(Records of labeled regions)
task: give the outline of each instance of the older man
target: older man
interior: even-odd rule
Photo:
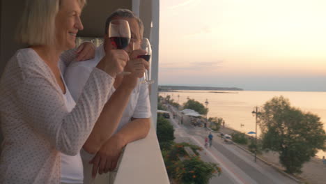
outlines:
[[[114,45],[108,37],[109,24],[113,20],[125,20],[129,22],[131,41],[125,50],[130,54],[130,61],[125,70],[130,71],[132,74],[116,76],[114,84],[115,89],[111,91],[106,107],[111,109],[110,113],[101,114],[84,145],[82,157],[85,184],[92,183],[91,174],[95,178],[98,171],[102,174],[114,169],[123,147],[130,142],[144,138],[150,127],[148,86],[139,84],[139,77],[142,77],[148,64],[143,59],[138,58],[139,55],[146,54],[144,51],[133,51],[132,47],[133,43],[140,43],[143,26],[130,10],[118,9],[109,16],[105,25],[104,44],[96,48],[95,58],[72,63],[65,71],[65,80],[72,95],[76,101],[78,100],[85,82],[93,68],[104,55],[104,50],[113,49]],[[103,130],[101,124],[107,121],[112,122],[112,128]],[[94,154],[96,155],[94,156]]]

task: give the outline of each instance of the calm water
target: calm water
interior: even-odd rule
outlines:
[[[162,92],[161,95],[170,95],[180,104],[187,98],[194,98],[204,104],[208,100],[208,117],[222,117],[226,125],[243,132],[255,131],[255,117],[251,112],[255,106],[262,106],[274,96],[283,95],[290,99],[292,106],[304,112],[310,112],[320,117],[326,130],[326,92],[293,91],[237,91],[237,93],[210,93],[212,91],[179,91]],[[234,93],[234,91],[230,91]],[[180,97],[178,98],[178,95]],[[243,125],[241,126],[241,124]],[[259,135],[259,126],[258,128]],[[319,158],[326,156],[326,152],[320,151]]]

* * *

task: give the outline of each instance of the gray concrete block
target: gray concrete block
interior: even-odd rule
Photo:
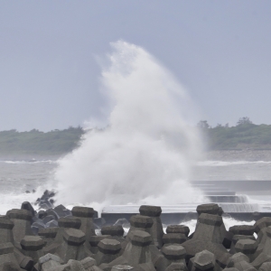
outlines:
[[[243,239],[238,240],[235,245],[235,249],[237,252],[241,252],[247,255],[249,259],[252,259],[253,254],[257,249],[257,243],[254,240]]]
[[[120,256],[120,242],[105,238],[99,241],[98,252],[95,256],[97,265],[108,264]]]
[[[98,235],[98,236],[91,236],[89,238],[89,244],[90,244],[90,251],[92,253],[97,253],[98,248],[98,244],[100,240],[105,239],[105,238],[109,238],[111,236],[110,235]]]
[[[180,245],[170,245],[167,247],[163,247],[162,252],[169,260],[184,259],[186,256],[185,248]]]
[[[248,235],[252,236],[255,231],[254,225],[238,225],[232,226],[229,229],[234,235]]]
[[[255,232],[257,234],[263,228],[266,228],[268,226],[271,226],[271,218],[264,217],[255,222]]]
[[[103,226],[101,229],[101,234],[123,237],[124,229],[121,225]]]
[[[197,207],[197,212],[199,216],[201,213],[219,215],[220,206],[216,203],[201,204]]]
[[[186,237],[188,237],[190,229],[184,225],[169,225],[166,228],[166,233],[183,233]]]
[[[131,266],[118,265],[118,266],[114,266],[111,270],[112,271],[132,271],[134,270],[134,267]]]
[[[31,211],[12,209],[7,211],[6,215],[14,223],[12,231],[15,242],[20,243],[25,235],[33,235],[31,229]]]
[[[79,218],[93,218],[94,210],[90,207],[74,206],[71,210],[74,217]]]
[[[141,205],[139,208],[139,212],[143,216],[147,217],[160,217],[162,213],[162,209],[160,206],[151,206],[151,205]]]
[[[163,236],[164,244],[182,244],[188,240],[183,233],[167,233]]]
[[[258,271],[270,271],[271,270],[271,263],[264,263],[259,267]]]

- **WHAT YOU HAVE TO DO**: Return every line of the rows above that contains the string "gray". The match is case-sensitive.

- **RESULT FOR THIS EXERCISE**:
task: give the outline of each instance of the gray concrete block
target: gray concrete block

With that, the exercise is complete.